EXTRAIT DE PAGE:
=-=-=-=-=

Anatomie des conflits contemporains – Face à une crise sanitaire et économique d’une ampleur inédite à l’échelle du pays, le Vénézuela de Nicolas Maduro continue de poursuivre la politique induite par la révolution bolivarienne d’Hugo Chavez.

Cette politique qui n’est plus soutenue aujourd’hui au niveau régional que par la Bolivie et le Nicaragua oriente de facto tous les débats stratégiques majeurs pour le devenir de la nation vénézuélienne.

A l’heure où la présidence de Maduro est plus que jamais contestée et où le pays s’enfonce dans une impasse politique totale et une dépendance accrue à la Chine et à la Russie, il nous a paru pertinent d’établir un état des lieux de la crise vénézuélienne actuelle en tentant de comprendre en quoi la déstabilisation croissante de ce pays représente un risque majeur de perturbation à l’échelle continentale.

=-=-=-=-=

DONNÉES FOURNIES:
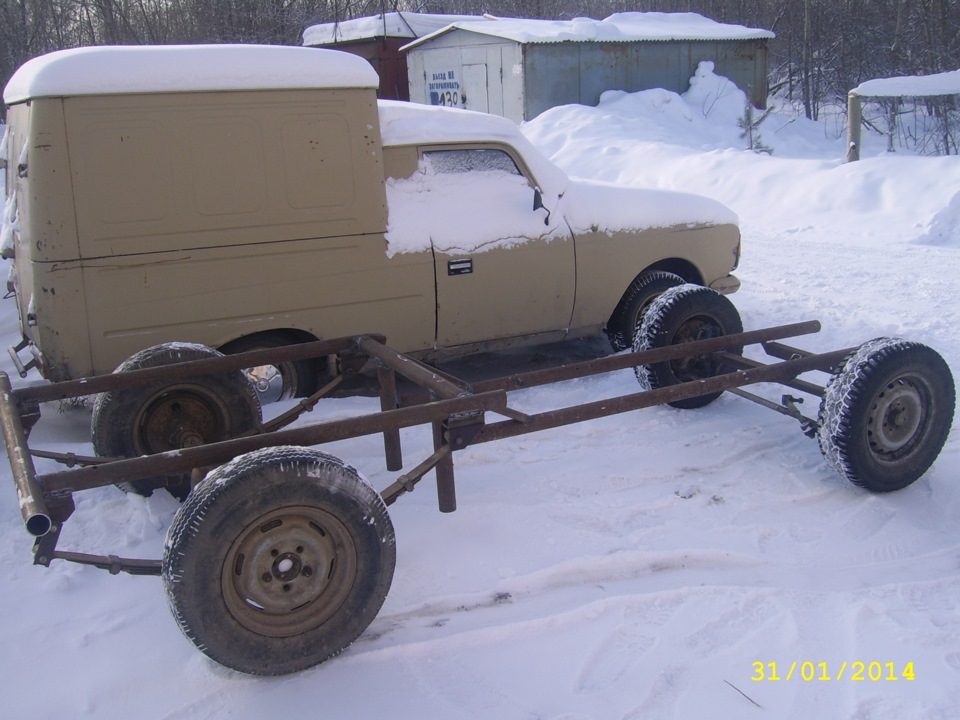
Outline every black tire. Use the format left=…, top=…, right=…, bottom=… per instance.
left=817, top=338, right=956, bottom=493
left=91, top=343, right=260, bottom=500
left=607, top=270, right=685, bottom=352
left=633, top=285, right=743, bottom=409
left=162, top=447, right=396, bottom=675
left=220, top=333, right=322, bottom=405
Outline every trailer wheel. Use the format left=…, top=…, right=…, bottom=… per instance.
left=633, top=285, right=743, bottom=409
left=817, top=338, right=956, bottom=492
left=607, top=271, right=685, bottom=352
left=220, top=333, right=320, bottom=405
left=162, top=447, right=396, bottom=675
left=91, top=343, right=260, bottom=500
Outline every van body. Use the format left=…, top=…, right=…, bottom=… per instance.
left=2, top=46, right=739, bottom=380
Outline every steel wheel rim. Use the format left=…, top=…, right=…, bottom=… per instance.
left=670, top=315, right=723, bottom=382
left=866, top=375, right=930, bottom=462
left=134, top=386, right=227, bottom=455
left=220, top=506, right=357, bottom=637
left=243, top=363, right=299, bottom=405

=-=-=-=-=

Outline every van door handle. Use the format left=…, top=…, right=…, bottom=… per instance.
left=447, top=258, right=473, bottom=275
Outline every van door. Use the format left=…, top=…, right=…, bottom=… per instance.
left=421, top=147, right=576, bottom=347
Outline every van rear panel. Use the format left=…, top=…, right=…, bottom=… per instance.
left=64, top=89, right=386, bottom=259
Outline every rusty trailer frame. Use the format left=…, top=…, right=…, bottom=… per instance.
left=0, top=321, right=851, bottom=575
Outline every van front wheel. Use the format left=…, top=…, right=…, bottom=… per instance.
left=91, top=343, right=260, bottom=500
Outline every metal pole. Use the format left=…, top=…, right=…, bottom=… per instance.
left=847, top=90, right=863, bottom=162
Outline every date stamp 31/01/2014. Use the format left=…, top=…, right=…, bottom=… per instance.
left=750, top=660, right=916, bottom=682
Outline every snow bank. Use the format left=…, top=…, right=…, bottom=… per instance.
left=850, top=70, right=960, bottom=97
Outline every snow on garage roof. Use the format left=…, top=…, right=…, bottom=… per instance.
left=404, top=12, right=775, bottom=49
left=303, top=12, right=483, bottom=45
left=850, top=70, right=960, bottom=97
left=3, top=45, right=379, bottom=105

=-=-=-=-=

TÂCHE À RÉALISER: Dans l'extrait sur la crise vénézuélienne, reprenez le passage de « Anatomie des conflits » à « bolivarienne d’Hugo Chavez. » en remplaçant « continue de poursuivre » par « poursuit ».

RÉSULTAT:
Anatomie des conflits contemporains – Face à une crise sanitaire et économique d’une ampleur inédite à l’échelle du pays, le Vénézuela de Nicolas Maduro poursuit la politique induite par la révolution bolivarienne d’Hugo Chavez.